Written task ▸ Read the comments on status and signaling below and decide whether each statement agrees with them: (a) Dreher et al. are cited for separating two types of rewards; (b) money counts as a primary reward; (c) one commenter claims far better mind reading skills than a dog. Answer yes or no for each and quote the words that decide it.

* start Supplied passage *

SDT sees status seeking and defensive behavior as a stress response, not as the base line of human behavior.
When humans are intrinsically motivated, they are also much less judgmental. Being relatively non-judgmental is great for mental health!
I think this type of grand claim needs to be accompanied by experimental proofs. Conjecture is interesting but not sufficiently compelling.
For instance,
The majority of the fields that have an interest in decision-making, judgment and choice would argue that behavior is mostly guided by learning, thus by rewards and punishments. There is a division between what we call primary rewards (sex, food, beverages, shelters) and secondary rewards (money, and especially reputation). Secondary rewards are useful in the sense they help indirectly reaching primary rewards. Reputation is useful to acquire food in the distant future. Hence, one could easily argue that the statement '60% or more of human condition is signaling', is illusory or incomplete. In fact, statements like '60% or more of human condition is foraging' would seem as plausible, if not more plausible.
See the works of Dreher et al., for a clean dissociation between the 2 types of rewards, including a distinct anatomofunctional relationship between the local morphology and the type of reward:
This is insightful, but does it get the causality backwards? The "read the room" gestalt almost certainly precedes the atomized recursion we use to explain our "fast think" using our "slow think." Other social primates couldn't achieve the resolution we do without language, but I would think their read of body language and other forms of social pressure would otherwise be a fully intact capability.
Interesting and I kinda wonder the same about other animals. Just as an anecdote, I don't believe I have much better mind reading skills than my dog, for example. She will know without fail my emotions and (some of) my intentions. ometimes I try to project the inverse intention I actually have, and I mostly fail (e.g. we are not going to the vet, just for a walk!). I assume evolution has made mind reading such a favorable trait that any social animal oblivious to it would have problems.
The big (but not only) difference is the ability to correct theories of mind using language. I was anxious/mad about THIS not THAT. Dogs may be able to read the room and changes in the room better than most social animals (hard to judge when we tend to just compare to ourselves), but the reasons for those changes, a dog has no strong means to disambiguate.
I think we are looking at an application of Goodhart's Law: "When a measure becomes a target, it ceases to be a good measure." There was a time when status was distinctly downstream from good behaviour. We handed out prestige to the people who were doing good and being excellent for it's own sake, not for some reputational reward .... assuming we noticed at all. Getting prestige was like finding money in the street .... nice when it happened but not the reason you go on walks. These virtuous people still exist. But these days, there are rather more people in it for the reward. If this makes them become more virtuous than they would be otherwise, this is all to the good. But once they figure out how to signal virtue without going to the effort of being virtuous ... it's all over until we devise a better way of detecting those undeserving of our esteem.

* end Supplied passage *
* start Provided data *

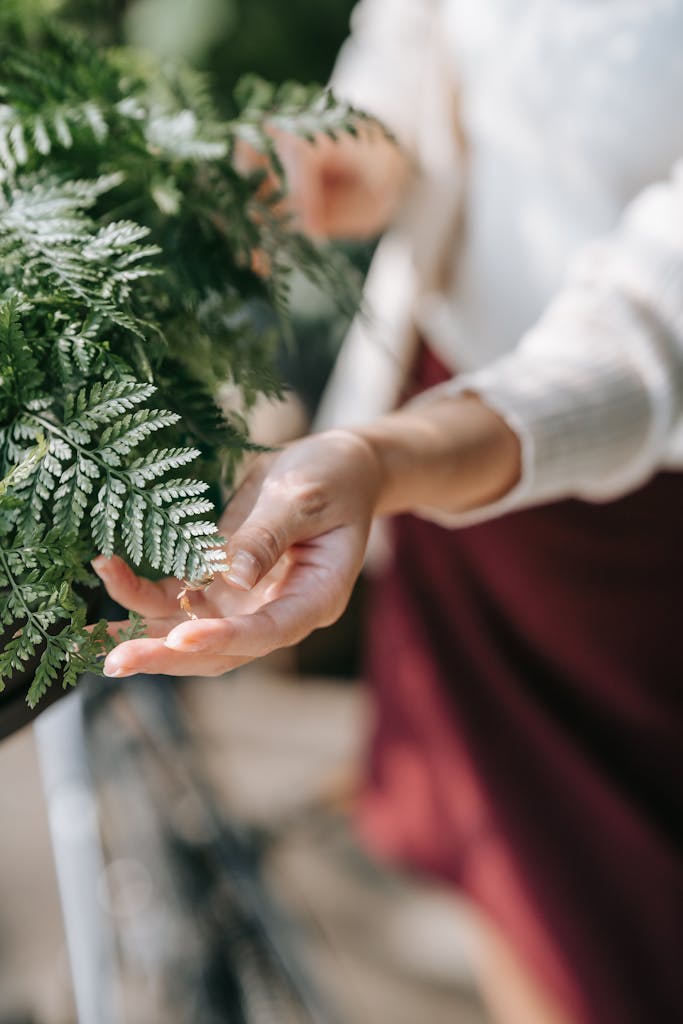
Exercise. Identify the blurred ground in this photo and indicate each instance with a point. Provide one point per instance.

* end Provided data *

Expected output ▸
(a) Yes: "See the works of Dreher et al., for a clean dissociation between the 2 types of rewards"
(b) No: "secondary rewards (money, and especially reputation)"
(c) No: "I don't believe I have much better mind reading skills than my dog"